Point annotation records
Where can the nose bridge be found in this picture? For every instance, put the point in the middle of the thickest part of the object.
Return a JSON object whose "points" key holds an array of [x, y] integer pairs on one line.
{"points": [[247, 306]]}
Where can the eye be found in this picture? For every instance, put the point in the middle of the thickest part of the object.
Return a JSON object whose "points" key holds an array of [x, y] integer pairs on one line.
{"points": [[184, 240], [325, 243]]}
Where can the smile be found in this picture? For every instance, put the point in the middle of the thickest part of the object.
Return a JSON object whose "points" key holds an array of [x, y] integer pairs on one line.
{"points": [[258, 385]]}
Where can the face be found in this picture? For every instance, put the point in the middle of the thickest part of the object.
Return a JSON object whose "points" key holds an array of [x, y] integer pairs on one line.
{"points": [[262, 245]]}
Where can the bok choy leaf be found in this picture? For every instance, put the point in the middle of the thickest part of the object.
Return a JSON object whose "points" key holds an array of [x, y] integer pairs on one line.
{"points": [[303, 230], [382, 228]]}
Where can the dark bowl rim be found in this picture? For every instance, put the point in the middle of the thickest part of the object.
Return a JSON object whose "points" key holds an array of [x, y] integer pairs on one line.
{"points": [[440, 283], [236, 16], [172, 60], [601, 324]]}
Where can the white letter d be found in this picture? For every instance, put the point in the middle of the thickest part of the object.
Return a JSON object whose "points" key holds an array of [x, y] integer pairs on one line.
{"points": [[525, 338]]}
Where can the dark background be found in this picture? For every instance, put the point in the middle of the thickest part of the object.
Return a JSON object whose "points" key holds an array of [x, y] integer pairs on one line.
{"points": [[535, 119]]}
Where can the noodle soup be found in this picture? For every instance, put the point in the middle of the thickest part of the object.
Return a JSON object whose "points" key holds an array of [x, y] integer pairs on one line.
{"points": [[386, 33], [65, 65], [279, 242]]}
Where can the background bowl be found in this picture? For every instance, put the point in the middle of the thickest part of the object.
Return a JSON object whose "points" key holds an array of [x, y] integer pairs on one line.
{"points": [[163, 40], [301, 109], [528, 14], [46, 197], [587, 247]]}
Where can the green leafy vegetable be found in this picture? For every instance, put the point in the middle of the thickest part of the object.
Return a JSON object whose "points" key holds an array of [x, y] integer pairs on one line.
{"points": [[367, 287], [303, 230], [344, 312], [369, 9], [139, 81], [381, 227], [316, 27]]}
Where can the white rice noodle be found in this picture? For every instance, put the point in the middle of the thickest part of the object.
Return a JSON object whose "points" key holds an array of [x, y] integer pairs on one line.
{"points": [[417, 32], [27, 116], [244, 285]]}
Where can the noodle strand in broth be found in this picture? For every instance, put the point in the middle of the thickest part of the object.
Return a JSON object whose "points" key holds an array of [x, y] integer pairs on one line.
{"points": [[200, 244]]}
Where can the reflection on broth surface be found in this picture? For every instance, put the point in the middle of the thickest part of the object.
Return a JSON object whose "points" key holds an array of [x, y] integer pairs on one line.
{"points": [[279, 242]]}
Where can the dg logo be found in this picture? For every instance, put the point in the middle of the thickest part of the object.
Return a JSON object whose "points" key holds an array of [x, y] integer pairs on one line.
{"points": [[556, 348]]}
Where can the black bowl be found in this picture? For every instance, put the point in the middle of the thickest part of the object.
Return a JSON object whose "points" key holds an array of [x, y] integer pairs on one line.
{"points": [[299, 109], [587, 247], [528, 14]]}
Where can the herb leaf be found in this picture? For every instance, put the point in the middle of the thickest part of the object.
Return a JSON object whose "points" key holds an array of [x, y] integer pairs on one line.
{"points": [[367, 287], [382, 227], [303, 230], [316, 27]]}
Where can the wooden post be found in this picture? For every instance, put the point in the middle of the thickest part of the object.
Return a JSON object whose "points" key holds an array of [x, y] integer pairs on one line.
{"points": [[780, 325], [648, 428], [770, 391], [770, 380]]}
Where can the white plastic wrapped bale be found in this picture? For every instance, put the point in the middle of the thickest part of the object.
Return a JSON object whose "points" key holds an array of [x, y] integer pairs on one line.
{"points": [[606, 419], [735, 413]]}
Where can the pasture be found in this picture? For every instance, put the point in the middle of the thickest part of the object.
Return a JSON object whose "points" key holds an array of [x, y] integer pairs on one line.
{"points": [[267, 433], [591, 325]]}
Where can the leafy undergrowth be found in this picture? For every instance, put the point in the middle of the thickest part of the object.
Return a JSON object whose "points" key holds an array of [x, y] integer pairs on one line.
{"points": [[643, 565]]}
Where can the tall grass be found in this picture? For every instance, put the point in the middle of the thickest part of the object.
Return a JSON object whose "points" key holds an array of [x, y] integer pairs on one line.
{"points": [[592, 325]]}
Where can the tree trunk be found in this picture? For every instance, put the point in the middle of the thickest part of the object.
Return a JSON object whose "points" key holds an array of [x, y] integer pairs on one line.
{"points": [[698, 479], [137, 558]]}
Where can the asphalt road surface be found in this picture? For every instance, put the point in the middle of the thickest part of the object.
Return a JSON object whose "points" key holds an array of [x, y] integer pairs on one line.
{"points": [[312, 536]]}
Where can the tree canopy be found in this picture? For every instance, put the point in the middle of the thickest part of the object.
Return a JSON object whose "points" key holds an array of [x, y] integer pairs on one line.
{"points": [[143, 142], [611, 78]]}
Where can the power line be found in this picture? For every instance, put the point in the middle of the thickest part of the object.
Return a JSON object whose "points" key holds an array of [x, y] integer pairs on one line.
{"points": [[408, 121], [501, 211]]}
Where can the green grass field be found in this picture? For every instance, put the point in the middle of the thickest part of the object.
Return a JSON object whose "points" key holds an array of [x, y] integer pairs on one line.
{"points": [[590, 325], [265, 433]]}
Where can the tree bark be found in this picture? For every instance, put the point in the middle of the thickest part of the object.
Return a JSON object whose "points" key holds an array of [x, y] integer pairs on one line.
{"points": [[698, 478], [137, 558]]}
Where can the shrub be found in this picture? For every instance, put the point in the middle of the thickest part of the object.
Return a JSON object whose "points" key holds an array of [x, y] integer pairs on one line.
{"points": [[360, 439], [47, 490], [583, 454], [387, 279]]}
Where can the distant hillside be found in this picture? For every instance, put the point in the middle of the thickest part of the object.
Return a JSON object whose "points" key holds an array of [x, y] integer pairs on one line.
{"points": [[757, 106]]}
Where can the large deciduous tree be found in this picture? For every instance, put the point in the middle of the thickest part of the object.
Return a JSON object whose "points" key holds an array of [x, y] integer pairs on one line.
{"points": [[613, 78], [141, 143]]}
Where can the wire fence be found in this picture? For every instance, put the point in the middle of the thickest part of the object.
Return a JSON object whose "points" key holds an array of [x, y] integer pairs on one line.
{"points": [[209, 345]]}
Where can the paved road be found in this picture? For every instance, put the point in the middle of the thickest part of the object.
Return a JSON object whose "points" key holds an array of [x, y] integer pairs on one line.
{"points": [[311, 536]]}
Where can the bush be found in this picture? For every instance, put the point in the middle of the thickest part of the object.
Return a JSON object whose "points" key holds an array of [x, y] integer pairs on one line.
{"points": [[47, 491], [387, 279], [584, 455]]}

(WRITTEN EXERCISE) Can you quote exactly the lines from the one containing "Where can the distant" through the last line of the records above, and nothing else?

(PROBLEM SOLUTION)
Where can the distant hillside be found in this picture? For every instance, put the point in the middle of the thickest part of the object.
Return a JSON object whose "points" key holds an array of [x, y] integer pairs on one line.
{"points": [[757, 106]]}
Where can the large deciduous tree be found in this picture? For every instance, put the point in the middle of the thickest part of the object.
Return a JSON object whose "points" key holds an array of [x, y] integer pairs on one line.
{"points": [[613, 78], [141, 143]]}
Where can the wire fence be found in this picture? For every instance, put the point in the middle of the thickest part of the object.
Return a JSON object whose "points" key holds an array of [x, y] integer pairs on one line.
{"points": [[209, 345]]}
Where can the paved road be found in this picture? For every instance, put the point in the middle of the thickest part of the object.
Return a JSON object whose "points" key holds an array of [x, y] integer pairs on one line.
{"points": [[311, 536]]}
Where can the bush be found in this picture? For every instance, put the point in the middle of the thickest part of the object.
Return a JSON object whose "points" key holds an array of [x, y] integer pairs on one line.
{"points": [[47, 491], [387, 279], [584, 455]]}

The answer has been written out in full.